--- EXERCISE MATERIALS ---
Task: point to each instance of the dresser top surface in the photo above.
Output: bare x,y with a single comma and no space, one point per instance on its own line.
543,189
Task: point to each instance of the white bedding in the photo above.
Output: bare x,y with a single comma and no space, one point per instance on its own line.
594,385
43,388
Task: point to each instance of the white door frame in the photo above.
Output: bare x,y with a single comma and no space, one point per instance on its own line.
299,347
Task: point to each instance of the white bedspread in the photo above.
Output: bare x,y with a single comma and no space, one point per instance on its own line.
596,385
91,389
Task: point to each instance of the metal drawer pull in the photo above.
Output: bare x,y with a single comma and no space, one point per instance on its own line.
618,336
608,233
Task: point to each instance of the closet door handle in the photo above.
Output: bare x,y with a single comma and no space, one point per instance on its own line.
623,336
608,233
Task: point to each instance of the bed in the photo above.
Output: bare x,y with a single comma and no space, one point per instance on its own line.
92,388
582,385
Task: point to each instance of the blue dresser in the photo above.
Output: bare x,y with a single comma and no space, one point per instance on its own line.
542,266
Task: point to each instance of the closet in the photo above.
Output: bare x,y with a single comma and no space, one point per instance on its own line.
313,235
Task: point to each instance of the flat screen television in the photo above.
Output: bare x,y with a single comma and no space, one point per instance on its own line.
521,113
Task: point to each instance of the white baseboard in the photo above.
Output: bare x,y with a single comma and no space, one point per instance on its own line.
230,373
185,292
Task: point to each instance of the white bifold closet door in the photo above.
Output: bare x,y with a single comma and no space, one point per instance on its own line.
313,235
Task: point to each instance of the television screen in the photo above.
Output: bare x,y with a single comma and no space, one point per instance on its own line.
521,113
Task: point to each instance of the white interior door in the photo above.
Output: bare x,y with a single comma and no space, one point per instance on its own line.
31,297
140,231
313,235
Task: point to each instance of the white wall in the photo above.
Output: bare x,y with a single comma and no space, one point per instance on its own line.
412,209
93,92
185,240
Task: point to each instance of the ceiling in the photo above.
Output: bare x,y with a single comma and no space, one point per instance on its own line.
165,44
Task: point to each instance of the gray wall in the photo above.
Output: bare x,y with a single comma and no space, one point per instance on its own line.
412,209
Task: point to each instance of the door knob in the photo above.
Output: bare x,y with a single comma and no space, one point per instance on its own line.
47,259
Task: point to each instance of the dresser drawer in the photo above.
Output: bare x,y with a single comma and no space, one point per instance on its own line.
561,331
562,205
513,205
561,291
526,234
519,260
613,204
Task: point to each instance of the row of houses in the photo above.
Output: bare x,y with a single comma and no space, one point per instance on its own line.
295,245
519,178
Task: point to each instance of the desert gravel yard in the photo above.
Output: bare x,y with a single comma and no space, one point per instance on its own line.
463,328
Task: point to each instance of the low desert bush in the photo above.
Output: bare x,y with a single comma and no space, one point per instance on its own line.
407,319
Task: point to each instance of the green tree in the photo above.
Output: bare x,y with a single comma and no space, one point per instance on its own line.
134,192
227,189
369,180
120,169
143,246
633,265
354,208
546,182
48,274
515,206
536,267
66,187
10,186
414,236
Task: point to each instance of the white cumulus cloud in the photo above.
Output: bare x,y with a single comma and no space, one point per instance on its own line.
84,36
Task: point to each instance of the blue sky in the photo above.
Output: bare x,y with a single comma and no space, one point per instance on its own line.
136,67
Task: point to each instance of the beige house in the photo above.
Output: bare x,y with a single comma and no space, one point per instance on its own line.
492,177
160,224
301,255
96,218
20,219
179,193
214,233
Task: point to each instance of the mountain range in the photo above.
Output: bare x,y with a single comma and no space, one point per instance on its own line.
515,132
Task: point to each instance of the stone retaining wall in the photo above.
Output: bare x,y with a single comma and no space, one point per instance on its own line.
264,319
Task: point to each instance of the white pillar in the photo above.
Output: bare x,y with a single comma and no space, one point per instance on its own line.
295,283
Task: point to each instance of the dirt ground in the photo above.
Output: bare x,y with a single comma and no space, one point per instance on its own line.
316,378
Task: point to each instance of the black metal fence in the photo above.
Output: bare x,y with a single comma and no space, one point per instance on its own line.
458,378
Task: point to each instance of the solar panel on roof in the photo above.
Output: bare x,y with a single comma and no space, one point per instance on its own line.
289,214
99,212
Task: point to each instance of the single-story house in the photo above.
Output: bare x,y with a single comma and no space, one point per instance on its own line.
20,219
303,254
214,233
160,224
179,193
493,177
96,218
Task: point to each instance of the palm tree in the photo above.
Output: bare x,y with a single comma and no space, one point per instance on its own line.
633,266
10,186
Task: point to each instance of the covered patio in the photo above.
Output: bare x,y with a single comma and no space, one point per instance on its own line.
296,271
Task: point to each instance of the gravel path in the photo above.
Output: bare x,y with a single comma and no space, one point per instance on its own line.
---
| EXERCISE AIM |
Copy out the data word for word, from the line with "Task: point to each instance of the covered" through to the end of the data.

| EXPECTED ANSWER |
Task: point to each instance of the covered patio in the photo above.
Output: bare x,y with a single comma and no space, one point per instance on its own line.
296,271
Task: point to each instance of the gravel path in the photo above.
Output: bare x,y with a single comma and no space, one point per instance on its own line.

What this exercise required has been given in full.